# Anyone tried Amazon Frogbits?



## cookiedoughcreations (Feb 24, 2015)

Hello! Obsessing over this plant, it's just adorable and I think it would be just want my planted tank needs - maybe. I have a small 5 gal (lighted hood) with other plants. Will the frogbits cover the top and completely shade the other plants too much? Also wondering if the light in the tank hood would be too close to the plant as it's a surface floater. There's one betta and a snail in the tank.
Help, someone please!! I'm dying to order this plant! )


----------



## kjg1029 (Jun 14, 2014)

Hi there

while I have never owned this plant ive seen quite a few members on here selling or discussing it, from what ive read its easy enough as long as you have the correct spectrum of bulb in your hood.

yes you will probably have to take out about half of them every few weeks and either trash them or put them somewhere else so it dosnt make the tank too dark

...buy the way I have to say I'm jealous that your possibly buying some...I *really* like floaters, there so neat


----------



## TuiAndLa (Feb 23, 2012)

I had some amazon frogbit last year and with my luck, it all eventually died on me. ._.

I had them in an open top "pond"-like tank with plenty of sunlight coming in from a window, minimal water movement, and they just didn't do well. Leaves got smaller and would turn yellow and die.

I put them in a container of worm tea in front of the same window and they took off and grew wonderfully... back into the pond, and they'd die back. In hindsight, my couple of stems of pothos probably sucked up all the bloody nutrients/nitrates?? I don't know. lol You'll probably have better luck than I did though. haha


----------



## cookiedoughcreations (Feb 24, 2015)

kjg1029 ~ Thanks for the helpful info! I think I've decided against the frogbits after more research and finding other ideas I think may work better like water wisteria or water sprite. The wisteria seems like it would be especially forgiving which would be great for me! I'm with you, floaters are great and I'm sure my fish (betta) will appreciate them - something to rest on near the surface.


----------



## cookiedoughcreations (Feb 24, 2015)

TuiAndLa ~ I've also heard they don't care for much movement. I think I've scared myself off though from the frogbits. Think I've decided to give wisteria a try. My well water is always on the high side for nitrates (the fish seems to have adjusted) and I need a plant that grows like a weed and sucks up nitrates like crazy - wisteria it is!


----------



## Aqua Aurora (Oct 4, 2013)

Depending on where you live, certain aquatic plants (including floaters) are illegal as they are extremely invasive, make sure you check before you buy (don't want a huge fine).
I find that I prefer salvia minimia over other floaters. It grows very fast (I have to harvest and toss 1/3 the tank surface area worth each week it not more) but its easy to get rid of completely if you want to (unlike duckweed where some tiny fragment will turn into a mess again in a week). Its roots stay short which I find more esthetically pleasing than the long rooted dwarf water lettuce and frogbit. Salvia minima also has a cool cat tongue like texture on the tops of its leaves. I've not tried red root floaters yet to give an opinion on them compared to salvia minima a though.
I have the stuff in all my betta tanks and once it warms up enough I'll try to go back to selling it instead of throwing it out each week (I dry and tie it in a bag before tossing-always a good idea with any aquatic plant to ensure it is dead ad avoid anything spreading).


----------



## cookiedoughcreations (Feb 24, 2015)

Aqua Aurora, thanks for the great info! And salvia minimia sounds awesome, perfect in fact! I'm going to check it out!


----------



## Aqua Aurora (Oct 4, 2013)

cookiedoughcreations said:


> Aqua Aurora, thanks for the great info! And salvia minimia sounds awesome, perfect in fact! I'm going to check it out!


Happy to help, if you haven't gotten any once it starts staying above 40F as the lowest temp around the northern states drop me a line (if you live in the continental US.. if you are in Alaska, Hawaii, or elsewhere I cannot ship to you sorry).


----------

What this task involves =>
Write out, word for word, the part of the frogbit thread that opens with the words containing "TuiAndLa ~ I've" and closes with "wisteria it is!". The records have no connection to the forum thread about Amazon frogbit.

[Records drawn from a data collection]
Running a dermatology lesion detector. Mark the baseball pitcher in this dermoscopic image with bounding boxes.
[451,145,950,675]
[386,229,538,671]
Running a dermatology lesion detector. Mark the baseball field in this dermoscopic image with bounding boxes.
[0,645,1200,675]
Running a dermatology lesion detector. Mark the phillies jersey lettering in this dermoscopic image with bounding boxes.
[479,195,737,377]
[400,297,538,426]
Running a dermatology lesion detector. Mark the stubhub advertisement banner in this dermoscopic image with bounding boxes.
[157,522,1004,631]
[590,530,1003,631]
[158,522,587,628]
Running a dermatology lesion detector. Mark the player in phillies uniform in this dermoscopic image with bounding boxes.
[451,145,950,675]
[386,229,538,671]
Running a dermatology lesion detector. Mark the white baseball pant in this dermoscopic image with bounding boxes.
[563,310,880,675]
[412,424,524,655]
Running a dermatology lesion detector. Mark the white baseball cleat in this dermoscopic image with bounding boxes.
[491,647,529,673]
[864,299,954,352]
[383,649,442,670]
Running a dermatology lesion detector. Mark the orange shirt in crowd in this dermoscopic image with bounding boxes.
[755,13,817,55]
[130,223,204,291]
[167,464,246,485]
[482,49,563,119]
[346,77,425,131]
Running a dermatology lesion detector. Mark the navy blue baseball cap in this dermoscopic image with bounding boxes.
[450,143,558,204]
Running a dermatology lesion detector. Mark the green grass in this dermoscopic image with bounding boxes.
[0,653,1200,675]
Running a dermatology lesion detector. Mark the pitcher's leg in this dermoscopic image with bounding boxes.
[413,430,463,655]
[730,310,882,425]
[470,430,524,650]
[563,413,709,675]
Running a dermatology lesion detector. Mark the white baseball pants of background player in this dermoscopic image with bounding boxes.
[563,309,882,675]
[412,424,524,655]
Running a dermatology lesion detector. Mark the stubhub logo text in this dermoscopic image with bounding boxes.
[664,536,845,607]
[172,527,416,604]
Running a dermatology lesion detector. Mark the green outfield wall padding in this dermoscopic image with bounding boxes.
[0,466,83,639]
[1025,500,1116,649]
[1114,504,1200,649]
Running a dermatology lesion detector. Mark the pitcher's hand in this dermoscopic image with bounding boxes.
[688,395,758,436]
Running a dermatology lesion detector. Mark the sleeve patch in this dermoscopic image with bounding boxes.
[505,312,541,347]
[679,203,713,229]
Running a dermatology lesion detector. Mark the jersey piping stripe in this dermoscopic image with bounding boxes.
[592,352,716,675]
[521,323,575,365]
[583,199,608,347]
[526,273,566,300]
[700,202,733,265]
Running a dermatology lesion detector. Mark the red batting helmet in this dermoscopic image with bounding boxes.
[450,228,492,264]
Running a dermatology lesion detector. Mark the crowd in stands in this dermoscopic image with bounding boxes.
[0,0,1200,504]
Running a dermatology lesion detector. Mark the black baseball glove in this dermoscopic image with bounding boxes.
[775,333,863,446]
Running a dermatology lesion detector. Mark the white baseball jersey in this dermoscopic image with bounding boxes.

Exercise output =>
TuiAndLa ~ I've also heard they don't care for much movement. I think I've scared myself off though from the frogbits. Think I've decided to give wisteria a try. My well water is always on the high side for nitrates (the fish seems to have adjusted) and I need a plant that grows like a weed and sucks up nitrates like crazy - wisteria it is!